• Material for this task:
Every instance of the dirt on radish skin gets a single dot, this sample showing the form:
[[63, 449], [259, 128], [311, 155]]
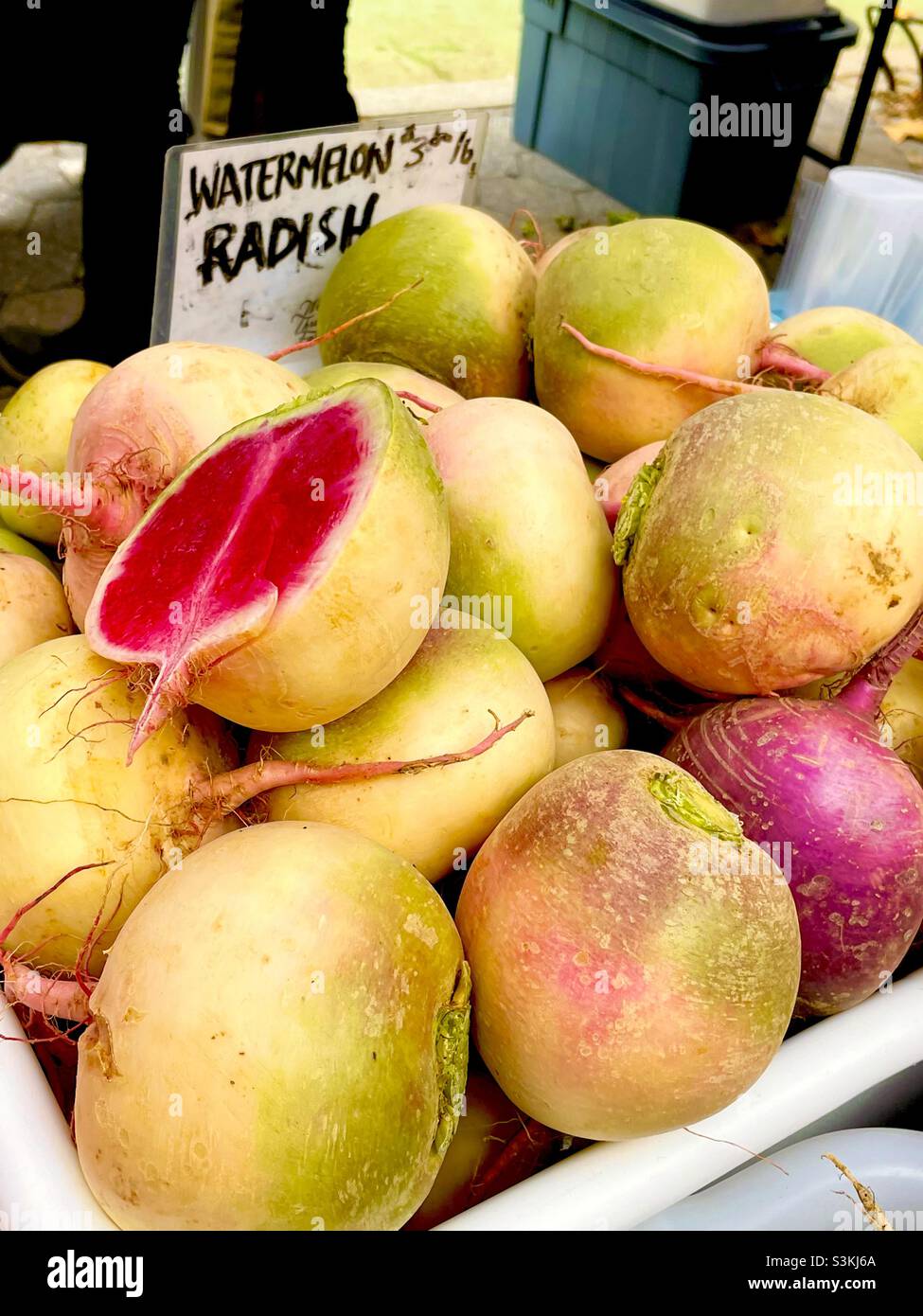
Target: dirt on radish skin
[[140, 427], [32, 601], [399, 378], [752, 560], [835, 337], [304, 556], [36, 432], [528, 537], [67, 799], [467, 324], [300, 992], [664, 291], [622, 987], [588, 718], [814, 780], [462, 677]]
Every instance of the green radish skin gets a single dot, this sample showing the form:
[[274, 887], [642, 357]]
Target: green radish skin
[[36, 434], [488, 1121], [835, 337], [886, 383], [399, 378], [588, 719], [663, 291], [754, 562], [462, 677], [279, 1041], [624, 984], [67, 799], [546, 566], [467, 324]]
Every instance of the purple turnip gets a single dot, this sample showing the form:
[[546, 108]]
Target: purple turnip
[[841, 812]]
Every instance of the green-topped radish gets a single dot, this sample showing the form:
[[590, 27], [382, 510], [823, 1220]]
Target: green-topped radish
[[531, 550], [278, 1041], [633, 958], [835, 337], [84, 836], [664, 293], [756, 560], [423, 395], [465, 321]]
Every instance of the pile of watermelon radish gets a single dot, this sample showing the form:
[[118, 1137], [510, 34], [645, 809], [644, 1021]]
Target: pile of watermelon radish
[[542, 667]]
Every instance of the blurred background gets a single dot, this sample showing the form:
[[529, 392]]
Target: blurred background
[[394, 60]]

• Problem statement: Rewrite all of the rows above with "single dot" changed to "single point" and nothing else altered. Omit the pictures from your answer.

• Response to the task:
Every instance of the dirt on radish skin gets a single point, this sample showing the form:
[[63, 449], [259, 128], [311, 155]]
Target: dirt on radish skin
[[140, 427], [32, 601], [399, 378], [752, 560], [835, 337], [304, 556], [36, 432], [528, 537], [67, 799], [467, 324], [300, 992], [664, 291], [622, 987], [588, 718], [814, 780], [462, 677]]
Every instance of the green radish skin gets a single point, this sample showing the form:
[[274, 887], [642, 357]]
Target: green radish skin
[[36, 434], [488, 1121], [835, 337], [886, 383], [399, 378], [588, 719], [663, 291], [754, 562], [462, 677], [279, 1041], [624, 984], [67, 799], [546, 566], [467, 324]]
Every instance of the purple turnip gets a single point, this sample showing the form:
[[546, 108]]
Target: purple turnip
[[841, 812]]
Every instance of the green-topped radish gets a single point, this sample showing the form:
[[590, 27], [382, 510], [823, 1220]]
Target: green-topped radish
[[531, 550], [278, 1041], [633, 958], [835, 337], [84, 836], [664, 293], [756, 560], [423, 395], [465, 321]]
Every instance of the pile of watermelon radish gets a single point, this sample showing the form:
[[118, 1137], [510, 34], [645, 809], [644, 1021]]
Target: pile of watermelon radish
[[542, 667]]
Every instance of the blurred background gets a single point, this sample showing the form:
[[529, 392]]
Target: blurred background
[[394, 60]]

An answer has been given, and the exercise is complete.